[Opening SELECTED TEXT section]

Nexus
Is our desire to wage war deeply rooted in human evolution?

Wired for War

by Steve Price

War is hell. Not to mention brutal, destructive and, in the minds of some, insane. So why, after some six million years of human evolution, have we failed to transcend this barbaric activity? The answer, according to philosophy professor and author David Smith, Ph.D., lies in evolution. Or, more specifically, evolutionary psychology.
 
David Livingston Smith, Ph.D.Evolutionary psychology tries to understand the human mind and human behavior in the framework of Darwin’s theory of evolution, which takes us far back to prehistory and the origins of our species. “If we’re going to understand the human mind, human behavior, human emotions, we need to take this long evolutionary view,” states Smith. “An evolutionary picture can take us very far in understanding these things.”
 
As far back as we have evidence of human activity, we have evidence of  war in one version or another, asserts Smith. “Which leads one to suspect that war is rooted deeply in the human character.”
 
He points out that our closest relation, the common chimpanzee, also engages in something very like war. So our common ancestor must also have been warlike. This suggests that we are genetically wired for war, and that war is “adaptive behavior.” That is, a viable solution to life’s problems. Prehistoric groups who could exterminate their neighbors had a distinct advantage: they could acquire valuable resources, then flourish and reproduce.
 
Moral Grounds
This scientific theory seems very reasonable. Then Smith makes the statement that “War is a profoundly moralistic activity.” War moral?
 
Yes, he explains. “Human warfare is almost always justified by its perpetrators on moral grounds. It is conceived as an altruistic behavior that rids the world of evil (think Hitler and the Jews, Saddam Hussein). We say soldiers ‘serve.’ We don’t say soldiers kill, even though that’s what their business is about.”
 
Smith says that war is very different from murder, which is not moral or socially acceptable. “The basic morality of social primates [apes and humans] is that violence within the group is not permissible, while violence outside the group is not only permissible, it’s often obligatory.”
 
The precondition for war, Smith states, is that one must see the enemy as fit to kill. Most often we think of our enemies as profoundly dangerous. From a prehistoric perspective, we must view the ones we want to kill as either dangerous predators, as parasites or as the carriers of deadly disease. But humans are highly intelligent creatures, and know that the enemy, as despicable as they may seem, are still part of the human family. So, to be psychologically capable of killing them, we must deceive ourselves into believing that they are less than human. Thus, political propaganda and military education.
 
Modern Warfare
But to look a man in the eye and then kill him goes against basic human nature. Smith says that when we see a human face, this inhibits the impulse to kill. So to kill, he explains, we must create either physical or psychological distance.  This was greatly enhanced with the advent of modern warfare, dating back to the 14th century and the invention of the longbow. Since then, there’s has been less and less face-to-face contact in the business of war. “War today is much like playing video games,” observes Smith, with highly trained technicians pushing buttons that send smart missiles hundreds of miles to their deadly mission.

[Closing SELECTED TEXT section]

▶ [PROMPT]
Answer these questions from the article on war and evolution:
(a) What animal, which Smith calls our closest relation, also engages in something very like war?
(b) What word does Smith say we use for what soldiers do, instead of saying they kill?
(c) What 14th-century invention marks the advent of modern warfare?
The listing after this point is not needed.

[Opening RAW DATA section]

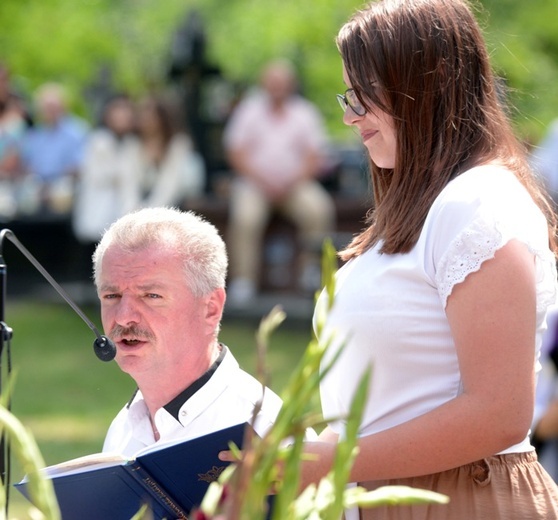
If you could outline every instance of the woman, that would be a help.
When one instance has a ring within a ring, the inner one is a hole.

[Closing RAW DATA section]

▶ [ANSWER FOR THE TASK]
(a) The common chimpanzee.
(b) "Serve."
(c) The longbow.